··· DATA FOR THE TASK
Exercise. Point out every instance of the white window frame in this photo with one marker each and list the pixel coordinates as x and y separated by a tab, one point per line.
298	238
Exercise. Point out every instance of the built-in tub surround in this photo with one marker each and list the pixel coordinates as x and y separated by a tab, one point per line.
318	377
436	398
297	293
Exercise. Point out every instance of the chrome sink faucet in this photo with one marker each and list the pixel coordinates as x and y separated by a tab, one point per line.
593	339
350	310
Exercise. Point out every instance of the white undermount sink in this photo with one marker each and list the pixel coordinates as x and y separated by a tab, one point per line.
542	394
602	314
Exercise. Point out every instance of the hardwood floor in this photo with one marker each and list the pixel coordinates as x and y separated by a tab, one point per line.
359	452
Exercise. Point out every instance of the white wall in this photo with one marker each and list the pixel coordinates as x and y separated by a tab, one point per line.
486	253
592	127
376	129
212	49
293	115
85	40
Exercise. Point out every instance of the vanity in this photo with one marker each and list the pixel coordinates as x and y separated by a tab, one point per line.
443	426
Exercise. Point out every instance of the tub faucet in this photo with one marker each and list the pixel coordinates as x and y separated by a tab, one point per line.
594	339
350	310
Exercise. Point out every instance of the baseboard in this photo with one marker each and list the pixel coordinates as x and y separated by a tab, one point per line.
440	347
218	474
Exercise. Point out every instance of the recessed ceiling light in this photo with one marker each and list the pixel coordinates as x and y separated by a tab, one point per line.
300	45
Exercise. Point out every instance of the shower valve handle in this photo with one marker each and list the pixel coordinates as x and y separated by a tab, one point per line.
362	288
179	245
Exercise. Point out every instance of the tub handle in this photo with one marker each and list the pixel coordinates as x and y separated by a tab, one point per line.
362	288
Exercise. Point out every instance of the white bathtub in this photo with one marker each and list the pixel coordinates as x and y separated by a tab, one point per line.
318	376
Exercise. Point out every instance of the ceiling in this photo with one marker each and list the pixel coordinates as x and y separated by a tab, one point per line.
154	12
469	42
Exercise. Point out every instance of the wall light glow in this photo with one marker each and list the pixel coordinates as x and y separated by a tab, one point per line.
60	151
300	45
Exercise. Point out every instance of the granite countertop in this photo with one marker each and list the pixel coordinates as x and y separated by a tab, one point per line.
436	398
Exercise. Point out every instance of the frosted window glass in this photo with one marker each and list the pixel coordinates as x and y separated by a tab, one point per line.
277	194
······
**EXERCISE REQUIREMENTS**:
Everything from the line containing "Exercise. Point out every instance of the tub handle" to the last line of the entries above should be quoted exactly, and only that.

**SOLVED PROBLEM**:
Exercise. Point out every instance of the tub handle in this photo with one marker each and list the pixel coordinates as x and y separated by a tab, one point per line.
362	288
Exercise. Point out every instance of the white bathtub in this photo with one marker each and list the pixel coordinates as x and y separated by a tab, one point per line.
318	376
Exercise. Point out every instance of the ceiling in this photo with one marker each and list the pixel coordinates as x and y separated by a tab, one point per line.
154	12
469	42
Exercise. Point out every instance of the wall light glow in this photo with one marker each and list the pixel coordinates as x and y separated by a tab, one point per line.
60	151
300	45
Exercise. Point out every instance of the granite countertop in this photo with one marker each and list the pixel coordinates as x and y separated by a tab, one point per line.
436	398
Exercise. Point out every instance of the frosted window glass in this photo with one marker each and list the pixel coordinates as x and y separated by a tab, one point per line.
277	194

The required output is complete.